Exercise: Locate every line in the listing below that contains the word "reflection", and copy each of those lines.

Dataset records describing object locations
────────────────

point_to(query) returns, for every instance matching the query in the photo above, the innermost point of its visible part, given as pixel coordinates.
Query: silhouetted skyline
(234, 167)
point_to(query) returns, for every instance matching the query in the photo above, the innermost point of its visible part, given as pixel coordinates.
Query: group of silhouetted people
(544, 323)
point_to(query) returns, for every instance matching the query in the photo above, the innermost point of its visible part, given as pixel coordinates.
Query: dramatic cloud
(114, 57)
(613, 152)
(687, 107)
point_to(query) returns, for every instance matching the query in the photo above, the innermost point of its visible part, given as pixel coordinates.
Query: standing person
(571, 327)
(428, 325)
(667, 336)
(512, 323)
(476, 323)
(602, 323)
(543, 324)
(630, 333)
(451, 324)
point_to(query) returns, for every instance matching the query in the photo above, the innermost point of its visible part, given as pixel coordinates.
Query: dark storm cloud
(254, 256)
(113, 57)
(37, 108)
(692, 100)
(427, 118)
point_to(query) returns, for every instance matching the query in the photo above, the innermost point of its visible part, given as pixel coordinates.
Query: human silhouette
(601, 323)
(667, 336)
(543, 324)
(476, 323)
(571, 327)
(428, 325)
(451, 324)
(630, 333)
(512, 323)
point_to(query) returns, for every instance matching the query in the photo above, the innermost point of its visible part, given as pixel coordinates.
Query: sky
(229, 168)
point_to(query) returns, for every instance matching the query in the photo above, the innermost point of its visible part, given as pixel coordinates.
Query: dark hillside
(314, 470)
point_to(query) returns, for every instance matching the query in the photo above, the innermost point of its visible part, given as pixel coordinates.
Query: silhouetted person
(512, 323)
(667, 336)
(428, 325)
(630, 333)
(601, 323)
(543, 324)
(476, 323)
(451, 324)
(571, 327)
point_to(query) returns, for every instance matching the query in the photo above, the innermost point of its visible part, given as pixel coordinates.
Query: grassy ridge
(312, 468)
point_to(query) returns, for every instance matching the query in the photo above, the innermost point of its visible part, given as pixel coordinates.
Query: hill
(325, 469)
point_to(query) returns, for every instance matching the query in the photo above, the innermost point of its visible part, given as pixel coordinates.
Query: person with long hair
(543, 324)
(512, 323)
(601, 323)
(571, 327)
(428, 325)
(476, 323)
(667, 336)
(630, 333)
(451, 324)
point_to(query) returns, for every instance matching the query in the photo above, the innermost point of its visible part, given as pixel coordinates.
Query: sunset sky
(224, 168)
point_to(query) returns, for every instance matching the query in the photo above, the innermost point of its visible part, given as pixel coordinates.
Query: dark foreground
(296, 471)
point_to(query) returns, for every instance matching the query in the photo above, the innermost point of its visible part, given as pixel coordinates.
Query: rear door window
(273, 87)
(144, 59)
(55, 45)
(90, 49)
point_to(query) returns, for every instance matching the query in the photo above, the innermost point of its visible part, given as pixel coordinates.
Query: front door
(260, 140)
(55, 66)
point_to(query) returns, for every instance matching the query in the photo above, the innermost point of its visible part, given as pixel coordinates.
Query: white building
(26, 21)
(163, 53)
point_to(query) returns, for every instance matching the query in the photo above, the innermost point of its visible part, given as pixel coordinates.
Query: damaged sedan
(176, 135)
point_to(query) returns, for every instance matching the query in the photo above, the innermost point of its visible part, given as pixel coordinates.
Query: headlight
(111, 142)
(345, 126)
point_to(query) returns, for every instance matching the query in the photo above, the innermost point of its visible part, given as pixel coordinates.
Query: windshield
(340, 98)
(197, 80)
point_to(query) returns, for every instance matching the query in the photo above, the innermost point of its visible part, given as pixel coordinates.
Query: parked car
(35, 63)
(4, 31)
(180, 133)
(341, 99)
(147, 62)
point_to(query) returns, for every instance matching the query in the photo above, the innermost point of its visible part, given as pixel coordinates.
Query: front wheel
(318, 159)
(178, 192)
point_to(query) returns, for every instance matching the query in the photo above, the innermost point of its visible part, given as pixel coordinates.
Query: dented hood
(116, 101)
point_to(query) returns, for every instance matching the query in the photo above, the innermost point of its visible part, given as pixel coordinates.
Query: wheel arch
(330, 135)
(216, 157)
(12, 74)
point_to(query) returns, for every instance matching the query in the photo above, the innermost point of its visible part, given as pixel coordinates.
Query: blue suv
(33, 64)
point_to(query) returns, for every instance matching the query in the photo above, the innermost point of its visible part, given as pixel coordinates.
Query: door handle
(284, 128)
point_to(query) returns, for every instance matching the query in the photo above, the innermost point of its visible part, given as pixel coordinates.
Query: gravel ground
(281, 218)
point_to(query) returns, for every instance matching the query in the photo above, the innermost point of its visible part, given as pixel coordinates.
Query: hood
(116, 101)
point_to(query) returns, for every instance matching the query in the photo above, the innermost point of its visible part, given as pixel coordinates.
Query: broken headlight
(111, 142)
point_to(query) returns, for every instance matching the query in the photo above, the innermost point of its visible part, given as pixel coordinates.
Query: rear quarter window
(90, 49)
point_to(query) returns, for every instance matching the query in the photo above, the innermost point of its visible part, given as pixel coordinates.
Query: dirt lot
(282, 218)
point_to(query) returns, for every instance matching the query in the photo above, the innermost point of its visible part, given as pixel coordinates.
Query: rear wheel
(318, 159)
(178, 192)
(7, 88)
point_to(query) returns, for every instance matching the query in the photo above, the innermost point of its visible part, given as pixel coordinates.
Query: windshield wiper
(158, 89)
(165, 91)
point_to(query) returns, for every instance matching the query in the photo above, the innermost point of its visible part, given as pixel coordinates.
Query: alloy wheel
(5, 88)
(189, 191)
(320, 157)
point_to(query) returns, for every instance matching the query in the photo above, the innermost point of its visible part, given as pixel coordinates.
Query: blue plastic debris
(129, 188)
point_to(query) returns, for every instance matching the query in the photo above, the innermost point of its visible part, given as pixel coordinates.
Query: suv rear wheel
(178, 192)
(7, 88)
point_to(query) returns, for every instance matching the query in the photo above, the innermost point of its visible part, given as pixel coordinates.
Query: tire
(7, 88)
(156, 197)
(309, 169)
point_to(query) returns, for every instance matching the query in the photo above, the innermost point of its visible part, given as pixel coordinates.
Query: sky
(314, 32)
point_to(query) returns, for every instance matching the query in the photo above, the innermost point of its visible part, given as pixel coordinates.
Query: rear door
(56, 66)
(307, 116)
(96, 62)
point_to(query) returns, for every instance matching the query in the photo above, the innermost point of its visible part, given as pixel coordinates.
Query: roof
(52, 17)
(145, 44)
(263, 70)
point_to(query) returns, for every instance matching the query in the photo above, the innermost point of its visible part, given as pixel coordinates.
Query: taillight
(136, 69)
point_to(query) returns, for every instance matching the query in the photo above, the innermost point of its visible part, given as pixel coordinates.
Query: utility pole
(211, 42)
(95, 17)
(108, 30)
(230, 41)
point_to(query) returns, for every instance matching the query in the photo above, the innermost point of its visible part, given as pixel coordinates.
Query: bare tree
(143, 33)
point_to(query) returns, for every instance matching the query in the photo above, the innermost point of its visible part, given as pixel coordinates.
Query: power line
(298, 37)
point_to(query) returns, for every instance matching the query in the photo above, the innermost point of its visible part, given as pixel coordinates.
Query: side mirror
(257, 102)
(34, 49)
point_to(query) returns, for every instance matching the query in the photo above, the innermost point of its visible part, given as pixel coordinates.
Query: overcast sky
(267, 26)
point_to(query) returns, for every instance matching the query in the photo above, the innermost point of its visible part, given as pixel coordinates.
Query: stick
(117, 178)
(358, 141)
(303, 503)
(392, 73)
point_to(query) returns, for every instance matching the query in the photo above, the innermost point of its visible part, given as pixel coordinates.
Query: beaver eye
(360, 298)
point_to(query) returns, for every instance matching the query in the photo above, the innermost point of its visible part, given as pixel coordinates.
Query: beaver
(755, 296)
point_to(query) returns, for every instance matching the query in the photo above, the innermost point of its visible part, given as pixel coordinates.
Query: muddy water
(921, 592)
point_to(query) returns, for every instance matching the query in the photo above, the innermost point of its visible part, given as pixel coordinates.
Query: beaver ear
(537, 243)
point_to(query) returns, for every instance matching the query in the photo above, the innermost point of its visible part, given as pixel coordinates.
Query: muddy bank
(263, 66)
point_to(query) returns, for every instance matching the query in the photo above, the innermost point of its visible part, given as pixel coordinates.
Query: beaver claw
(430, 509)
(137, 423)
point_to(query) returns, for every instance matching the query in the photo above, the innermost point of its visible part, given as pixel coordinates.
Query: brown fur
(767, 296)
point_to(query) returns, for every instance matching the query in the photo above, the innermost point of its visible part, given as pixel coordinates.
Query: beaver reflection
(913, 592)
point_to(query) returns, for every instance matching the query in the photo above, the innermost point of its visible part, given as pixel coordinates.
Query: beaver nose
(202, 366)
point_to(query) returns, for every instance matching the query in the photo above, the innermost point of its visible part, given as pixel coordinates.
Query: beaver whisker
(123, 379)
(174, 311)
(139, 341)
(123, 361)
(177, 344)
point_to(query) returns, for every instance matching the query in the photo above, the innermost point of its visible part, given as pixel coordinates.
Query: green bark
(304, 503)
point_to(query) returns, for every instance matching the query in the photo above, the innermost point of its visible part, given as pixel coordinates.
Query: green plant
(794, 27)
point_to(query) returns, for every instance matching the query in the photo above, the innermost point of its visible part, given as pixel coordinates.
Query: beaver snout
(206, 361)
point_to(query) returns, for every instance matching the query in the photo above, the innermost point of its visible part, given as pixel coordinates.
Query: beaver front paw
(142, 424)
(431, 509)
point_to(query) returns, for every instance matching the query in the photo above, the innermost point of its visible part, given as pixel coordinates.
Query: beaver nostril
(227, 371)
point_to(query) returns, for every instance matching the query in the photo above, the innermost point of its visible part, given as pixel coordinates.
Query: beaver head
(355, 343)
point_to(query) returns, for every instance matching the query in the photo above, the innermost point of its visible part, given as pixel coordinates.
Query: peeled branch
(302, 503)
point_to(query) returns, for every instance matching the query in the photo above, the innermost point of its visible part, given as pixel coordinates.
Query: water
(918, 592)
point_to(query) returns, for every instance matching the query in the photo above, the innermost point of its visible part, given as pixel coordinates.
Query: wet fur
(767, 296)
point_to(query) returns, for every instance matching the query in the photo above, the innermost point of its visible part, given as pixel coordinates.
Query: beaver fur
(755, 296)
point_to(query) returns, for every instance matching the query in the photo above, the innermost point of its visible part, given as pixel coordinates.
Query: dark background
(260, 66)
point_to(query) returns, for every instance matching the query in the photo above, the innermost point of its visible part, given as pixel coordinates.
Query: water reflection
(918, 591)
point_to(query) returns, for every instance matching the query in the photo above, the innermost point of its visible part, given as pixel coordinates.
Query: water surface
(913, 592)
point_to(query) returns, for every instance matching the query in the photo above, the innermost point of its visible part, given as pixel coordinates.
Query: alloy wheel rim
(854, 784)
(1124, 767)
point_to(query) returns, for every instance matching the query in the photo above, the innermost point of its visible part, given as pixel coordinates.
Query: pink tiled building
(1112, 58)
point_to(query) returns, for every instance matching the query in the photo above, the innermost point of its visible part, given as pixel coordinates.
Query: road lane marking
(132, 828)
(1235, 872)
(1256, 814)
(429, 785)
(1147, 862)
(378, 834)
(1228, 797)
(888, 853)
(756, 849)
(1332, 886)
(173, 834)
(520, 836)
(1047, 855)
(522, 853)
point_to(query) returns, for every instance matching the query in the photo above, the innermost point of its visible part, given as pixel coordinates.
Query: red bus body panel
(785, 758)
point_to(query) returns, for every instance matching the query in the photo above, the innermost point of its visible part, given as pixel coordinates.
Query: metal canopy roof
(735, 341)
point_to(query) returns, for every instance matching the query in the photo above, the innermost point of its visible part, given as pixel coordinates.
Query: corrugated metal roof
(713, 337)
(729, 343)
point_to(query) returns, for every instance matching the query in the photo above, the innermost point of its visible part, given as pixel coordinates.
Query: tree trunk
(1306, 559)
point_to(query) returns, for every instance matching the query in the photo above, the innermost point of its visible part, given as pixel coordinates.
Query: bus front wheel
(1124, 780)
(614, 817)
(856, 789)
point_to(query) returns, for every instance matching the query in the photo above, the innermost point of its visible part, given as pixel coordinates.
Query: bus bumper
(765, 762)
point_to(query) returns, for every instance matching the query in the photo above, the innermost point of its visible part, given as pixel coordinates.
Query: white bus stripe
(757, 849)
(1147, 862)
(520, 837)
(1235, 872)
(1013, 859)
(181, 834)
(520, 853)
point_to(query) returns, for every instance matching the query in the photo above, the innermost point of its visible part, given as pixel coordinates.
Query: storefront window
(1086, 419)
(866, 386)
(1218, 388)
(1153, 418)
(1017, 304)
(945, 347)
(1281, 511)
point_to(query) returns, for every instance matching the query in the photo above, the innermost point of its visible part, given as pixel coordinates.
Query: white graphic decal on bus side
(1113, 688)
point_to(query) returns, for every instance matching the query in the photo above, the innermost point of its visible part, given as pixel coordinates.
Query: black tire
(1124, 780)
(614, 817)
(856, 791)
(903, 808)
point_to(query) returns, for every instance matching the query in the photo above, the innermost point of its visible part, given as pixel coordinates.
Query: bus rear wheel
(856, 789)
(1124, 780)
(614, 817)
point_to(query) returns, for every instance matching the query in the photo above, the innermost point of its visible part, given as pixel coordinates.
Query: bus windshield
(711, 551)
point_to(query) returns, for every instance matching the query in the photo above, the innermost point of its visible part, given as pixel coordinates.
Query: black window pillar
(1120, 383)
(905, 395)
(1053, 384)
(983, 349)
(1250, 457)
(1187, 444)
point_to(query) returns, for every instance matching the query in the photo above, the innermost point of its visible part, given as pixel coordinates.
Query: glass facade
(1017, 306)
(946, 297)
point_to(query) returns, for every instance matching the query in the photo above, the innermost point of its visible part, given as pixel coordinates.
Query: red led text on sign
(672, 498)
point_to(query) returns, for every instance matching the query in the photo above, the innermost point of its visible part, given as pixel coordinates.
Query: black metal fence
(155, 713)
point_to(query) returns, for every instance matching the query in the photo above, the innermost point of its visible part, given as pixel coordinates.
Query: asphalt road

────────────────

The result:
Query: beaver reflection
Query: water reflection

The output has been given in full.